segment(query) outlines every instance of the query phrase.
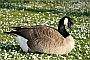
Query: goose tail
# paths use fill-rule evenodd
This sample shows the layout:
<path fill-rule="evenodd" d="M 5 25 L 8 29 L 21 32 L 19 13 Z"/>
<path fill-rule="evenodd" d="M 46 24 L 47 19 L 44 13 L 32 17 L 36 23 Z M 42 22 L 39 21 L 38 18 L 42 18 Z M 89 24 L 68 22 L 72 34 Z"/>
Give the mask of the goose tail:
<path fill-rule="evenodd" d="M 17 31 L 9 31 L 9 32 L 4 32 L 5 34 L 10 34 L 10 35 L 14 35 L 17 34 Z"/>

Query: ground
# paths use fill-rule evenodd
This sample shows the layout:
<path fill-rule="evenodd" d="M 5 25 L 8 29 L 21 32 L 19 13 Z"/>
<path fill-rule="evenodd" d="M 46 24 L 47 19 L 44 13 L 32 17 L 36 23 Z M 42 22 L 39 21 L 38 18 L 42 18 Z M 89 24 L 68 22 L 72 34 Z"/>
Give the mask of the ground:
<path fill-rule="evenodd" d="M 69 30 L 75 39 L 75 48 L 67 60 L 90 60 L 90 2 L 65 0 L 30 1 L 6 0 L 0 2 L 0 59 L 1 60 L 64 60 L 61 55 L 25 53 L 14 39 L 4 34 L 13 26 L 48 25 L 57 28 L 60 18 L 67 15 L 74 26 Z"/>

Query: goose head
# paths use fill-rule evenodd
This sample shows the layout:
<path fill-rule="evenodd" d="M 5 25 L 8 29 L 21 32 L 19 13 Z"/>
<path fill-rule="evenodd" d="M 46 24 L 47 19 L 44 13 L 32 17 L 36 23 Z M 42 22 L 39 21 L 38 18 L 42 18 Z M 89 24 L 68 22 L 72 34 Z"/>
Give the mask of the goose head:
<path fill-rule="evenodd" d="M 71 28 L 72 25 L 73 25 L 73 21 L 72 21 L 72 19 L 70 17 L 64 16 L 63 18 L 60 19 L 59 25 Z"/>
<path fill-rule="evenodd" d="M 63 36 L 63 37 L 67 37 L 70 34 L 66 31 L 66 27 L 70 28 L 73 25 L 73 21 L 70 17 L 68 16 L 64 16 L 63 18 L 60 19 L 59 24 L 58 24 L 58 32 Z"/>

■ PROBLEM DETAILS: Word for word, quote the full listing, omitting every picture.

■ EXERCISE RESPONSE:
segment(query) outlines every instance of the query phrase.
Query: goose tail
# paths use fill-rule evenodd
This sample shows the layout:
<path fill-rule="evenodd" d="M 5 25 L 8 29 L 21 32 L 19 13 Z"/>
<path fill-rule="evenodd" d="M 46 24 L 47 19 L 44 13 L 32 17 L 36 23 Z M 42 22 L 39 21 L 38 18 L 42 18 Z M 89 24 L 68 22 L 72 34 Z"/>
Give the mask of the goose tail:
<path fill-rule="evenodd" d="M 17 31 L 9 31 L 9 32 L 4 32 L 5 34 L 10 34 L 10 35 L 14 35 L 17 34 Z"/>

Query: ground
# paths use fill-rule evenodd
This sample shows the layout:
<path fill-rule="evenodd" d="M 5 25 L 8 29 L 21 32 L 19 13 Z"/>
<path fill-rule="evenodd" d="M 46 24 L 47 19 L 44 13 L 32 17 L 36 23 Z M 42 22 L 39 21 L 38 18 L 42 18 Z M 89 24 L 68 22 L 72 34 Z"/>
Give the mask of the ground:
<path fill-rule="evenodd" d="M 69 30 L 75 39 L 75 48 L 67 60 L 90 60 L 90 2 L 65 0 L 30 1 L 6 0 L 0 2 L 0 59 L 1 60 L 64 60 L 61 55 L 25 53 L 14 39 L 4 34 L 13 26 L 48 25 L 57 28 L 60 18 L 67 15 L 74 26 Z"/>

Query: goose head
# paths use fill-rule evenodd
This sample shows the layout:
<path fill-rule="evenodd" d="M 5 25 L 8 29 L 21 32 L 19 13 Z"/>
<path fill-rule="evenodd" d="M 46 24 L 47 19 L 44 13 L 32 17 L 36 23 Z M 42 22 L 39 21 L 38 18 L 42 18 Z M 89 24 L 68 22 L 72 34 Z"/>
Give the mask of the goose head:
<path fill-rule="evenodd" d="M 71 28 L 72 25 L 73 25 L 73 21 L 72 21 L 72 19 L 70 17 L 64 16 L 63 18 L 60 19 L 59 25 Z"/>
<path fill-rule="evenodd" d="M 63 36 L 63 37 L 67 37 L 70 34 L 66 31 L 66 27 L 70 28 L 73 25 L 73 21 L 70 17 L 68 16 L 64 16 L 63 18 L 60 19 L 59 24 L 58 24 L 58 32 Z"/>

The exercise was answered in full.